» **Stated problem**: In the blog post about night rides and model flying, why will the coming weekend be bike free?

» **Excerpt**:
Beacon of dark

The Worcester beacon is a properly pointy landmark at 425 metres above sea level. Which is pretty close to what the surrounding plain is at, with uninterrupted views east to the Siberian Steppes* and – to the west – the proper mountains of Wales.

Allegedly. Because every time I ascend the southern slope of this Worcestershire Alp, the last 50 vertical metres are generally in cloud. From which a light, and yet extremely irritating, drizzle visits moistness on my sweating person.

The descent off the top, and in the dark is one of the finest in the Malverns. It’s long, varied, bumpy, occasionally significantly involving, and well worth the twenty five minute climb from the valley bottom to get there. All was not sweetness and dark tho, as we’re extending our night rides a little further every week. And as you’re gurning up the beacon’s lower slopes, it’s a nasty realisation that you’re less than half way round.

Thursday’s ride played out at 27k with 3100 feet of climbing, all within a three hour weather window through which the rain incessantly poured. I was staggered by my lack of total brokeness at the end, but disappointed with my ‘drunken demon possessed manikin‘ assualt on the downhills. The fitness is quite new, the rubbishness sadly constant. I blame the tyres.

And since that felt like two rides in one, this weekend shall be bike free. In addition to being a bit leg weary, Random has somehow made it to her eighth birthday, and all my time is taken answering the same question “Is it my birthday yet?”. This started about a week ago and has become a little wearing.

Birthday obligations were not sufficient for a bit of pointless parent hobbying to take centre stage today. After fetching** the SuperCub out of a tree, and finally getting to fly one of my scary engined models under the beady tutelage of a ex Squadron Commander, I got bored of rules and chucked the Wildthing off a big hill in Shropshire.

This time it didn’t fall out of the sky straight away. No, that required my notorious flying skills to send it fifty vertical meters down into the valley. But only once – after that, the whole thing went rather well, loops, staying above the ridge, failing to properly crash and a lack of nervous twitching made 30 minutes pass like 30 seconds. I absolutely loved it, which makes me a) geeky and b) desperate to develop a machine to give me twice as much leisure time.

And it’s so much less hassle than engines. On my day off on Friday, I spent another two hours in the same muddy field for 8 minutes instruction. The flying was great and surprisingly non catastrophic, but the sacrifices to the God of Nitro Engines is becoming tedious in the extreme. As is ingesting a fuel that has so many warning notices, it comes in a separate leaflet.

Tomorrow I shall be a) riding my bike b) flying my glider c) flying my noisy trainer or d) Making Jelly and collecting bit of wrapping paper from where the dog tried to eat them.

It’s probably d) which has to be the right choice. I’m not always good at those.

Hope it rains then.

» **Data supplied**:
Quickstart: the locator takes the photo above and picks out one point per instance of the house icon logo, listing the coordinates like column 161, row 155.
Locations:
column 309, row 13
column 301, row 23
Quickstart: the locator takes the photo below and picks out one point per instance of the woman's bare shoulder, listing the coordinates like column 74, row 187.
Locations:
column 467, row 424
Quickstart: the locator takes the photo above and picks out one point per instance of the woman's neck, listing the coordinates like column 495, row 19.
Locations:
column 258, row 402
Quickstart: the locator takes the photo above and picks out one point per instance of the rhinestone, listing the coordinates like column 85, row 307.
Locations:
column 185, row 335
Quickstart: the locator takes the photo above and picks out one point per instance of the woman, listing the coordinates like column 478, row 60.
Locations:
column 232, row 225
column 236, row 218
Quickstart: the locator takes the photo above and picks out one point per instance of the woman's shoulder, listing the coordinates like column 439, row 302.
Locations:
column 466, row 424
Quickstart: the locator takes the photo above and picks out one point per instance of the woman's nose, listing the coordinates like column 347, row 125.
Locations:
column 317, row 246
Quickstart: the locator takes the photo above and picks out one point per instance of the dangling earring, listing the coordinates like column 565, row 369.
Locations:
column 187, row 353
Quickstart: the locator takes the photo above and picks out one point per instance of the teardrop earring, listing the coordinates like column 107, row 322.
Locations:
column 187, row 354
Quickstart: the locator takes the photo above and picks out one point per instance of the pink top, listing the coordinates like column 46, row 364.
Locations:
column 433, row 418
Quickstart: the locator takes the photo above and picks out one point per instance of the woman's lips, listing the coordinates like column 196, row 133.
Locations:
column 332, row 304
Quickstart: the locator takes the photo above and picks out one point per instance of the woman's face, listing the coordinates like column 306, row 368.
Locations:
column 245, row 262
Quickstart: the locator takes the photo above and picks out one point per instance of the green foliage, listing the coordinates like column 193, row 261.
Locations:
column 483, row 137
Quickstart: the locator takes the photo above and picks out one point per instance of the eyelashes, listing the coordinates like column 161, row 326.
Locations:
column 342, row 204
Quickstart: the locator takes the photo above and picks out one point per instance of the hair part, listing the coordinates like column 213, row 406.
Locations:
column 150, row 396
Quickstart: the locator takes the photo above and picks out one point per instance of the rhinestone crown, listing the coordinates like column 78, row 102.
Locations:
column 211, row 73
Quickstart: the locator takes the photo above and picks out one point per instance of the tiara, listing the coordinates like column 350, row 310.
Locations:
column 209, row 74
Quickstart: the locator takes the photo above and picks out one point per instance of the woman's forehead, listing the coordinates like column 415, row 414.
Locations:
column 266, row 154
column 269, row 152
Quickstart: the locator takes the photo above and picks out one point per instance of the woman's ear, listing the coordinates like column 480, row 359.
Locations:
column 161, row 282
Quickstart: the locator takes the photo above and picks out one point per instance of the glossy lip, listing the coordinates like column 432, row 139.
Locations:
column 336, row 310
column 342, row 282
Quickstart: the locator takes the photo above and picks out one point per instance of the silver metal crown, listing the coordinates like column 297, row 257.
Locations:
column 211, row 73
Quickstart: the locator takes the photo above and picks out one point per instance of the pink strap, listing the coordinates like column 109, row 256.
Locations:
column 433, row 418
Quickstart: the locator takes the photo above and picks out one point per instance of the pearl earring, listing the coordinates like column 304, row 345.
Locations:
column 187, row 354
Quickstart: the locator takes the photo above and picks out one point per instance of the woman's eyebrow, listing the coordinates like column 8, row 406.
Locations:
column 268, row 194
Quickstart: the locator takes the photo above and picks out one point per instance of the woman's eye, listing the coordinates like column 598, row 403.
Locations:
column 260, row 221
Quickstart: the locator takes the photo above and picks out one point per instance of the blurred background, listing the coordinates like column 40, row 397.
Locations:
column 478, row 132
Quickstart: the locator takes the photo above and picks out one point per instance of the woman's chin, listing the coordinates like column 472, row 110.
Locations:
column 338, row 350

» **Response to this task**: Thursday's ride felt like two rides in one, so the writer's legs are a bit weary. Random is also turning eight, and all the writer's time is going to answering the same question, "Is it my birthday yet?"